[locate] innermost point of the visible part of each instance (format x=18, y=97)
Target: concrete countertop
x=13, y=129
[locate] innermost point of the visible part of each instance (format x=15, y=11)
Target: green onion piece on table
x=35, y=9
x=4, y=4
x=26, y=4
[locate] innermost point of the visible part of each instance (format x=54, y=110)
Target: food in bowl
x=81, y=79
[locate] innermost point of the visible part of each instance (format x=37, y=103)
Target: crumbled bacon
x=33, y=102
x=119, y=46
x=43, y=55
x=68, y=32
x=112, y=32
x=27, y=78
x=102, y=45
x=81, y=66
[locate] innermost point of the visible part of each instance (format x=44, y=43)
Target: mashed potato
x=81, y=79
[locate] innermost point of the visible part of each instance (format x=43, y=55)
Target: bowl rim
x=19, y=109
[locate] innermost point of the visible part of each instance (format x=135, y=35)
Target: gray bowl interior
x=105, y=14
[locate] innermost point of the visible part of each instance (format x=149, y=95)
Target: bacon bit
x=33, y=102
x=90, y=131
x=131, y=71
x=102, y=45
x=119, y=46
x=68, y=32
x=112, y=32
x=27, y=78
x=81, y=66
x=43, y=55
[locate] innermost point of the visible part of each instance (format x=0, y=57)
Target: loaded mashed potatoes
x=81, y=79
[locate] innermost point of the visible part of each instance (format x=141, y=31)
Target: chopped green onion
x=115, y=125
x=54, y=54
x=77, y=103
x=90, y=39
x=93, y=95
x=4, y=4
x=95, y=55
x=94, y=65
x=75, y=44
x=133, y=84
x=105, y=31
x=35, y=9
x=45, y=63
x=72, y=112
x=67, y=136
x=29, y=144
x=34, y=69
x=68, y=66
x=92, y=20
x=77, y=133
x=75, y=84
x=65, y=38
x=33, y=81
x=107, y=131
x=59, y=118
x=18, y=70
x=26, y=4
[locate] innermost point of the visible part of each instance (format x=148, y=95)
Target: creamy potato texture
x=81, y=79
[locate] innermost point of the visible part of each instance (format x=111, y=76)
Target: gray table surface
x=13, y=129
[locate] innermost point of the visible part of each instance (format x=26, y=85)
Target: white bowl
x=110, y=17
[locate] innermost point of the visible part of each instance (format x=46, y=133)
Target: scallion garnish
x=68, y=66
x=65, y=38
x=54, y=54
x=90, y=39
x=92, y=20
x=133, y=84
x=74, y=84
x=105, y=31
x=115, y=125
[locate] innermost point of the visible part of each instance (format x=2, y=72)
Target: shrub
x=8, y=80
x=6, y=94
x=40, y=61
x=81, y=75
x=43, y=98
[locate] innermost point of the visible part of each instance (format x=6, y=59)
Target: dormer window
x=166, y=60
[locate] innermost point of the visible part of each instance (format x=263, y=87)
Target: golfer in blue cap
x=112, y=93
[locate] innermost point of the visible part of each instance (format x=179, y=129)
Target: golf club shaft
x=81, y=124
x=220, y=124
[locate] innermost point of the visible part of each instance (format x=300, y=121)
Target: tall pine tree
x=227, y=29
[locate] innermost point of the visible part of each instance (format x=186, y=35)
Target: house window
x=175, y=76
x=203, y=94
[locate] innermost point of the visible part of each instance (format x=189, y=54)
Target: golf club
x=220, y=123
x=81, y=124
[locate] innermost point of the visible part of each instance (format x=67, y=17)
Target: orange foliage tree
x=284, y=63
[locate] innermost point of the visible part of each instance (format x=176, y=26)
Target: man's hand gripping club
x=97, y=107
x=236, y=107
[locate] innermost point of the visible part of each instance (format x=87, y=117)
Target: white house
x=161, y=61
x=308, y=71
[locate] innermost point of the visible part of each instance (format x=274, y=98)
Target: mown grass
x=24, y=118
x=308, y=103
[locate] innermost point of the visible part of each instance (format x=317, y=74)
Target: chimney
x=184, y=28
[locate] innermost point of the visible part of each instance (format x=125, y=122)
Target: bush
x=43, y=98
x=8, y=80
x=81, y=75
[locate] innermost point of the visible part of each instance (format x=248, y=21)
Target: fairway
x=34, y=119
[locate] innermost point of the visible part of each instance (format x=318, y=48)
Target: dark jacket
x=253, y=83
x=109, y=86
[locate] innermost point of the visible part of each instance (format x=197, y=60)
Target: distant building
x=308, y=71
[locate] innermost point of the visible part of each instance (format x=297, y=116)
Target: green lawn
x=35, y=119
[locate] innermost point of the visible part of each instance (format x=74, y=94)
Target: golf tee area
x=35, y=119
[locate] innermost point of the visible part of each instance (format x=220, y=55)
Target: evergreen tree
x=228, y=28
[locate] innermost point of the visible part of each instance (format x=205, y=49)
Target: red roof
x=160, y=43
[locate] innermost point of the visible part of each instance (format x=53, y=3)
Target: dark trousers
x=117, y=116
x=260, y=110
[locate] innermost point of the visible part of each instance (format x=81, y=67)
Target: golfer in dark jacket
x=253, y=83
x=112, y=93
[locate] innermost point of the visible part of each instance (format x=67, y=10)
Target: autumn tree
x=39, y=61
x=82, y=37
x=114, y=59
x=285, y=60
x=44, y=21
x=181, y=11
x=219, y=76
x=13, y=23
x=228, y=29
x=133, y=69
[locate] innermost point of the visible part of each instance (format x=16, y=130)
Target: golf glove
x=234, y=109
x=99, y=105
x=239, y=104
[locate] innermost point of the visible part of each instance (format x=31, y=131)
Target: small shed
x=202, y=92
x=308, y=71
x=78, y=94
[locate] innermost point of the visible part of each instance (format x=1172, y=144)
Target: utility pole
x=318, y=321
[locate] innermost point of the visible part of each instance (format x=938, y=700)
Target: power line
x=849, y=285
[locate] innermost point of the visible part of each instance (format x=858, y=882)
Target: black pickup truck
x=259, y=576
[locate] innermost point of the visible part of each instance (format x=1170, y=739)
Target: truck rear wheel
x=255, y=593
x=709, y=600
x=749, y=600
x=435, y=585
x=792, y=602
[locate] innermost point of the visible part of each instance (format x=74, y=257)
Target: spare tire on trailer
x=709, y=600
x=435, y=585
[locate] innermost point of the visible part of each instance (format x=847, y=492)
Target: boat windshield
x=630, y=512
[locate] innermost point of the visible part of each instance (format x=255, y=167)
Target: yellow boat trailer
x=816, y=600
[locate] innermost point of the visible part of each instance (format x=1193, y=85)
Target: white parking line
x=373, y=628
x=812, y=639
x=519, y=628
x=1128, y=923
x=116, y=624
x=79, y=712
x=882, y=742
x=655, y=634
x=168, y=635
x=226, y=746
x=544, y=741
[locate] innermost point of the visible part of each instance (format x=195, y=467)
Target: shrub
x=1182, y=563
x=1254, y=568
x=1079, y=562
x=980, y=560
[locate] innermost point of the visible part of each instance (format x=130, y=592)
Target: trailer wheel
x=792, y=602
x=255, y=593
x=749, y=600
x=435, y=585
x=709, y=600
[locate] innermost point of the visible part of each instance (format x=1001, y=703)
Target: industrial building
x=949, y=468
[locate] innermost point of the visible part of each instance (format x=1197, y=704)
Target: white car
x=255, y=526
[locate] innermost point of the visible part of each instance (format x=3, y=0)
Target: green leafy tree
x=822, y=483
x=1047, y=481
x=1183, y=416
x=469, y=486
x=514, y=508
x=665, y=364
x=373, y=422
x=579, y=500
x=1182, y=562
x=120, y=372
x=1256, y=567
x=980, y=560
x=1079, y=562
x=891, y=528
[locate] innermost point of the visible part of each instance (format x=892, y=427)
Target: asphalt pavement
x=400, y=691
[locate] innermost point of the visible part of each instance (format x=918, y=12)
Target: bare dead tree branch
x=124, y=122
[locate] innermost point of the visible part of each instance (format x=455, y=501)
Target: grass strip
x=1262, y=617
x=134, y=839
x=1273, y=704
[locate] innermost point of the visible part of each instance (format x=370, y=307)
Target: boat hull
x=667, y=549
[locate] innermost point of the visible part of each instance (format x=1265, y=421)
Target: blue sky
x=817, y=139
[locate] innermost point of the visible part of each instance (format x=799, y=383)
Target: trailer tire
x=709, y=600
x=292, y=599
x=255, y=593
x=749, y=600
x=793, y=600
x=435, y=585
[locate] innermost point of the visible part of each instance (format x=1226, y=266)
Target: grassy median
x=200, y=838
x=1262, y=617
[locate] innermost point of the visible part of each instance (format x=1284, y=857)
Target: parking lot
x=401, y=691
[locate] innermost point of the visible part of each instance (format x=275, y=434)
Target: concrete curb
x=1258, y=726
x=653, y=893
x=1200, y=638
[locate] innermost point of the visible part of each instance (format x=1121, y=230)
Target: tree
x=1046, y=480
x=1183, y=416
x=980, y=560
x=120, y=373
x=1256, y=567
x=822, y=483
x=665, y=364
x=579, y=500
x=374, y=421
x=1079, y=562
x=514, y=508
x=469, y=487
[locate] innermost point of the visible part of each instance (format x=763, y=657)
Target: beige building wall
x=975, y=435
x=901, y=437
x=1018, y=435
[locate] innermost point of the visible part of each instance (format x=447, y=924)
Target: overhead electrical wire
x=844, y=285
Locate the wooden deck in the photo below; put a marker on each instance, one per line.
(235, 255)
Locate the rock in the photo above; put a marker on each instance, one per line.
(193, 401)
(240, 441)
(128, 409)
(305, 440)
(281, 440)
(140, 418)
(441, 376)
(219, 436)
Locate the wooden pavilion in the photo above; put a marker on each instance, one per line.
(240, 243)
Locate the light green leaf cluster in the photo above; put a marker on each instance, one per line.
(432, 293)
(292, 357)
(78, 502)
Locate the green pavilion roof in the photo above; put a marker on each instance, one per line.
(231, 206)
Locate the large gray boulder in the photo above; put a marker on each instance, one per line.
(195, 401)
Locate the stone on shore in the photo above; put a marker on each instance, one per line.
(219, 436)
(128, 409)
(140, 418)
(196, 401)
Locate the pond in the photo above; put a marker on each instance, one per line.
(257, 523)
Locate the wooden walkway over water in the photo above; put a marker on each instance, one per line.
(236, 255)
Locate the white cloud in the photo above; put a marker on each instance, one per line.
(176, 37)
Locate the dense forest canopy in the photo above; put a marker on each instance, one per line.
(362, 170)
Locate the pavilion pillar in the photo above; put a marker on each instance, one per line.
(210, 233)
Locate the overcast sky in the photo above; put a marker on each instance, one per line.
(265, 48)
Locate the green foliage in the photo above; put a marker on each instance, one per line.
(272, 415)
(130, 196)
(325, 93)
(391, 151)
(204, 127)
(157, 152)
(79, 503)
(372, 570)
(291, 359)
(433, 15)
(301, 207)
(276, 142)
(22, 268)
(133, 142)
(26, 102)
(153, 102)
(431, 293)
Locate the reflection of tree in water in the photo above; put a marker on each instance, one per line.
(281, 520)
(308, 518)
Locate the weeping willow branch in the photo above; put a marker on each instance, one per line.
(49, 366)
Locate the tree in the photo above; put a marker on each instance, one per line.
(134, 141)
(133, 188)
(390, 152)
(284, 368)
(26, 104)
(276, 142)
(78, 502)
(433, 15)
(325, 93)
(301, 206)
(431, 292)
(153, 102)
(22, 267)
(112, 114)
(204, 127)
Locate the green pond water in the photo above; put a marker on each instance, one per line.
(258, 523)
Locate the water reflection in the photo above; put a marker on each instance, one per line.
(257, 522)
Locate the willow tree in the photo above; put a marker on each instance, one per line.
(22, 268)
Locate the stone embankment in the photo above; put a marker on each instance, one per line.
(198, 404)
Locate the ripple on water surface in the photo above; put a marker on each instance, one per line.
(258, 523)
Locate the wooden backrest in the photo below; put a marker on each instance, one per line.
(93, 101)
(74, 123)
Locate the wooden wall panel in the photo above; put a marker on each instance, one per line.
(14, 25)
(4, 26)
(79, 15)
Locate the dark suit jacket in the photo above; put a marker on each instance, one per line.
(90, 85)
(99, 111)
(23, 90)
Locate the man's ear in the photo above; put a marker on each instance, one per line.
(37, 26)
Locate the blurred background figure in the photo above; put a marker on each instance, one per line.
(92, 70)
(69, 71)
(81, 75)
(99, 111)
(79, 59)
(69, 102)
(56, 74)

◆ **WORK TO COMPLETE**: Starting at the line that contains "Target: concrete countertop" and stopping after the line that contains "(format x=141, y=31)", write out every line exactly as it appears above, and no other line.

◆ **TASK ANSWER**:
Target: concrete countertop
x=13, y=129
[locate] innermost point of the visible part of each instance (format x=15, y=11)
Target: green onion piece on table
x=35, y=9
x=4, y=4
x=26, y=4
[locate] innermost point of the visible part of each instance (format x=54, y=110)
Target: food in bowl
x=81, y=79
[locate] innermost point of the visible part of each instance (format x=37, y=103)
Target: crumbled bacon
x=33, y=102
x=119, y=46
x=43, y=55
x=68, y=32
x=112, y=32
x=27, y=78
x=102, y=45
x=81, y=66
[locate] innermost point of the visible part of each instance (format x=44, y=43)
Target: mashed potato
x=81, y=79
[locate] innermost point of the visible part of each instance (format x=43, y=55)
Target: bowl rim
x=19, y=109
[locate] innermost point of the visible part of each instance (format x=135, y=35)
Target: gray bowl interior
x=105, y=14
[locate] innermost point of the visible part of each instance (format x=149, y=95)
Target: bacon bit
x=33, y=102
x=90, y=131
x=131, y=71
x=102, y=45
x=119, y=46
x=68, y=32
x=112, y=32
x=27, y=78
x=81, y=66
x=43, y=55
[locate] innermost point of the visible part of each instance (format x=0, y=57)
Target: loaded mashed potatoes
x=81, y=79
[locate] innermost point of the visible part of each instance (format x=141, y=31)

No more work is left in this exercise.